SET OF TASKS »
• a. Please copy from the news article the part that begins with the words containing "The Daily Mail, a" and ends with "referring to article.".
• b. Using the news article, answer the following:
(i) Near which park is the London Market where Ord is asked about being king?
(ii) Which UK paper ran the headline about Ord?
(iii) To which king is Ord's possible link traced?
• c. Translate this sentence from the news article into Spanish: "He has heard the story before."

SOURCE PASSAGE »
begin

Utah man may be true heir to British throne

Posted at 9:38 PM, Jun 29, 2016
and last updated 2016-06-29 23:38:40-04

SALT LAKE CITY -- A little British intrigue has landed itself squarely in Salt Lake City.

“Are you the King of England?” James Knight Ord the III is asked over tea at the London Market near Liberty Park.

"I am not the King of England, not by any stretch of the imagination,” replied Ord.

The Daily Mail, a UK paper, has a splashy headline: "Could this ex-Mormon lawyer be the true heir to the British throne?" Underneath is a picture of Ord, along with a detailed history of his possible link to King George the IV.

"Gay ex-Mormon is our new king,” Ord said with a laugh, referring to article.

He has heard the story before. As a teenager, his grandfather pulled him aside and spun a tale that would set anyone dreaming.

"Our family would have been the rightful heirs of the crown, but we were sent off packing,” Ord said.

end

(Rows of box annotation data)
begin

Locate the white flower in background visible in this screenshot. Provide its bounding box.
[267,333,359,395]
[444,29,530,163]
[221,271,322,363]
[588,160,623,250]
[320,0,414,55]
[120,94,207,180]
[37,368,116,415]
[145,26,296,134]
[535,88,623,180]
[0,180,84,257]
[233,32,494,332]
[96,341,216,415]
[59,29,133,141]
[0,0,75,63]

end

ANSWERS BELOW »
• a.
The Daily Mail, a UK paper, has a splashy headline: "Could this ex-Mormon lawyer be the true heir to the British throne?" Underneath is a picture of Ord, along with a detailed history of his possible link to King George the IV.

"Gay ex-Mormon is our new king,” Ord said with a laugh, referring to article.

• b.
(i) Liberty Park
(ii) The Daily Mail
(iii) King George the IV

• c. Él ha oído la historia antes.